- _Your assignment_
Every entry below needs to be repeated exactly.

--------------------------------------------------

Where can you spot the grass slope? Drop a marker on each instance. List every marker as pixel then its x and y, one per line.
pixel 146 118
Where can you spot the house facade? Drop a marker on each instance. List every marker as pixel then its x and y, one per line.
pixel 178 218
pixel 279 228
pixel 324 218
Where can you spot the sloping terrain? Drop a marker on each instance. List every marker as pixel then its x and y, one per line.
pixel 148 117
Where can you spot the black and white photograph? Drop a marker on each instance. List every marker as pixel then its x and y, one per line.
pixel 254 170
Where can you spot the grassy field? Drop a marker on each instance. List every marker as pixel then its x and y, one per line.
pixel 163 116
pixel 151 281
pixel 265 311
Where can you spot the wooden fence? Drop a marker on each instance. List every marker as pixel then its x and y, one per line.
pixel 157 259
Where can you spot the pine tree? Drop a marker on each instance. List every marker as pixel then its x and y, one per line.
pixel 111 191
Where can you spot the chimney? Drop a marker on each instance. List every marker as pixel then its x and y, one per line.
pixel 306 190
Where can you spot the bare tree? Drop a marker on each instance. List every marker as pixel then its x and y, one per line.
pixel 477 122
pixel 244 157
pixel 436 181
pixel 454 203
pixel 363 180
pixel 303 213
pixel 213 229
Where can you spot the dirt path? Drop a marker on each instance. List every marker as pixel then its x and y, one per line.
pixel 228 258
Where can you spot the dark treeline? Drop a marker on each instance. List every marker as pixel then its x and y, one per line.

--------------------------------------------------

- _Result_
Where can you spot the grass slope? Drop a marker on each instance. List every marker as pixel then its x and y, one per line.
pixel 146 118
Where can you spot the house facade? Drop a marker on each instance. List every marker as pixel then its x and y, one per line.
pixel 178 218
pixel 279 228
pixel 324 218
Where can you spot the sloping terrain? Drop a marker on each instance. List every marker as pixel then its x and y, one per line.
pixel 148 117
Where can you spot the black and white photograph? Drop a marker on each instance. List every marker as pixel then its x and y, one per line.
pixel 254 170
Where can you spot the grassy field? Drop a marker on each instance. List every marker as pixel then its x and y, one per line.
pixel 163 116
pixel 151 281
pixel 265 311
Where can you spot the wooden fence? Drop a marker on each instance. List every marker as pixel then its x and y, one per line.
pixel 157 259
Where can you spot the pine tree? Drop a marker on each instance. List every marker as pixel then its x and y, one per line.
pixel 111 191
Where can you spot the chimney? Drop a marker on each instance. List every marker as pixel then its x and y, one per line.
pixel 306 190
Where can you spot the bare tree? Drop a marker on each instance. List every marker as pixel then its x and y, one per line.
pixel 477 122
pixel 244 157
pixel 436 181
pixel 454 203
pixel 363 180
pixel 303 213
pixel 213 229
Where can you spot the dirt path? Drop a marker on each instance. List every marker as pixel then its x and y, one per line.
pixel 228 258
Where can you spot the dark treeline? Drop a marker on each instance. List every marker as pixel then its x and y, one per line.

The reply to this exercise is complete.